Content starts

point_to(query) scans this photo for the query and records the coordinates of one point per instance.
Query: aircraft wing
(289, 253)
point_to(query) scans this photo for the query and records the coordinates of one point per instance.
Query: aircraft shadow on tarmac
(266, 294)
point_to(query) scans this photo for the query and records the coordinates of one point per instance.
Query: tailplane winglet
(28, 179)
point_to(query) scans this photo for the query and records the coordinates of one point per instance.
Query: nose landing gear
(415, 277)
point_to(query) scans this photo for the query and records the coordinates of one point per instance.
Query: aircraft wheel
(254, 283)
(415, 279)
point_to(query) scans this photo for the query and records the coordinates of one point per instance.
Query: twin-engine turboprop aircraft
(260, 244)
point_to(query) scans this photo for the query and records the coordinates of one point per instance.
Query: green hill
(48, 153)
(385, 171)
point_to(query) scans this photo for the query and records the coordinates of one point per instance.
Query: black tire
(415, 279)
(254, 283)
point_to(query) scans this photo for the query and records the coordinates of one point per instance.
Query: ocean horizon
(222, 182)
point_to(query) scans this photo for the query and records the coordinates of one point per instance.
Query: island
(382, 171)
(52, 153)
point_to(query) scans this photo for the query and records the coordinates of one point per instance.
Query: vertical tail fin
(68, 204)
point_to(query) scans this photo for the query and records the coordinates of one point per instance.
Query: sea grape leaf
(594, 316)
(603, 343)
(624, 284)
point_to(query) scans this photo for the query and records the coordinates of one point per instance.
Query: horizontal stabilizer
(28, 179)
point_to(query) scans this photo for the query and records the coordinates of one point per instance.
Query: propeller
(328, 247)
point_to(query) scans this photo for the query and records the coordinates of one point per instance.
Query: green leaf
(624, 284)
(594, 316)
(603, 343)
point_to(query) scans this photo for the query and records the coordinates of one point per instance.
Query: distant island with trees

Content ends

GOAL OF THE EXERCISE - Set down, exactly and completely, all of the material.

RESULT OF THIS EXERCISE -
point_to(query) scans this photo for the query and records the coordinates of one point per instance.
Query: aircraft wing
(289, 253)
point_to(query) scans this photo for the query and records the coordinates of one point per instance.
Query: aircraft shadow on tarmac
(266, 294)
point_to(query) scans this photo for the query and records the coordinates of one point per instance.
Query: tailplane winglet
(28, 179)
point_to(query) scans this photo for the query and records the coordinates of one point per instance.
Query: nose landing gear
(415, 277)
point_to(query) scans this photo for the query and records the coordinates of one point per instance.
Query: aircraft wheel
(254, 283)
(415, 279)
point_to(query) scans this photo for the query and records the coordinates of one point per instance.
Query: twin-engine turboprop aircraft
(260, 244)
point_to(query) scans this photo for the query and records the coordinates of one point per instance.
Query: green hill
(48, 153)
(385, 171)
point_to(query) scans this photo for the query and records the coordinates of one point per instance.
Query: black tire
(415, 279)
(254, 283)
point_to(query) scans this photo for the query and records the coordinates of one point per instance.
Query: ocean horizon
(222, 182)
point_to(query) scans this photo for the query and records the coordinates of one point per instance.
Query: island
(382, 171)
(52, 153)
point_to(query) scans this photo for the query and records the coordinates of one point per instance.
Query: vertical tail fin
(68, 204)
point_to(query) scans this photo for the query and records the coordinates of one point per instance.
Query: sea grape leaf
(594, 316)
(603, 343)
(624, 284)
point_to(query) scans this photo for the query and records the coordinates of one point per instance.
Query: horizontal stabilizer
(28, 179)
point_to(query) scans this photo for the query and records the coordinates of one point per instance.
Query: propeller
(328, 247)
point_to(query) scans this photo for the query and records the coordinates of one point per instance.
Query: green leaf
(624, 284)
(594, 316)
(603, 343)
point_to(query) scans this photo for the query and records the coordinates of one point per instance.
Query: distant island with trees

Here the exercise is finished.